• Task requirements:
a. In the excerpt on consciousness studies, what does the text say it would be maladaptive for evolution to select for?
b. Continue the excerpt on consciousness studies from its final line onward.
#### Source extract
A further problem for epiphenomenalism is that it conflicts with evolutionary theory. If this by-product consciousness is physical as the scientific paradigm demands, it needs energy to produce and maintain it, and given that the brain is very energy intensive, this could involve quite a large amount of energy. It would be maladaptive for evolution to select for something that ties up energy with no benefit to the organism. It might be argued that neural processing was such that some by-product was essential, but this would require a demonstration that neural processing produces this something else. However, in the physical description of the matter and energy involved in the brain, as described by standard neuroscience, there is no sign of such a process.

1.8:  NEW MYSTERIANS
New mysterians or sometimes just mysterians take the view that just as dogs cannot understand calculus, humans will never be able to understand consciousness. This may in the end turn out to be true, but to accept this view as final at this stage in the proceedings seems unduly defeatist. The human mind has proved capable of understanding the mechanisms of the physical universe so far, and it is reasonable to hope that the rather narrow scope of thinking in conventional consciousness studies may not have exhausted all possible explanatory routes.

Where the mysterian approach is advocated there is usually a 'no nonsense' implication that having established this point, consciousness is no longer a threat to a view of the mind that is dominated by classical physics and slightly old fashioned text book neuroscience. On further reflection however the exact opposite is true. Humans have been able to understand the physical law. If they cannot understand consciousness, then consciousness lies outside the physical law or any logical extension to it. This, if anything ever does, opens the sluice gates to the dark tide of the occult, necessitating that consciousness is something akin to a spirit stuff lying outside of, and able to act outside of the physical law.

1.9:  IS THE PROBLEM WITH CONSCIOUSNESS STUDIES CULTURAL RATHER THAN SCIENTIFIC?
########
#### Record extracts
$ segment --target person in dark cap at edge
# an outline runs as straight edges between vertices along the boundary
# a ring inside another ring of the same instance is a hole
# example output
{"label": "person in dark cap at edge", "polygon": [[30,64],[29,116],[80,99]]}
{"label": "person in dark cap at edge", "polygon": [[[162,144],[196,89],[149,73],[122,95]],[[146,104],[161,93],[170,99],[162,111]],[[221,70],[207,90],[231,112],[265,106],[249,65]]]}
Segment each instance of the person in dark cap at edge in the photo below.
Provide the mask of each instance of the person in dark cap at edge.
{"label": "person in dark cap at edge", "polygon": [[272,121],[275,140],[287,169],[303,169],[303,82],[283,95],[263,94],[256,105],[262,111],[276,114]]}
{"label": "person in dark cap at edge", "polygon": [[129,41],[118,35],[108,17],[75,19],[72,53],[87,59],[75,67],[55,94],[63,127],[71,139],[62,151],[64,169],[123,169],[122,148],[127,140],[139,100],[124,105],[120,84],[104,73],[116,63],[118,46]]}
########
• Answers per task:
a. Something that ties up energy with no benefit to the organism.

b.
Much of the scientific, philosophical and psychological community never internalised the revolution in physics that produced quantum theory early in the last century. There seems to be an assurance that this was an abstruse special case that need not bother day-to-day thinking. The theory was more or less censored out of general education and even basic scientific education. In mainstream consciousness studies, there is an apparent determination not to move beyond nineteenth century macroscopic physics, which proposes a billiard ball world, where everything is explained in terms of objects bumping into one another. This is despite the fact that it has been known for a century that this is a convenient approximation for studying the human-scale world, but is not how the underlying physics works.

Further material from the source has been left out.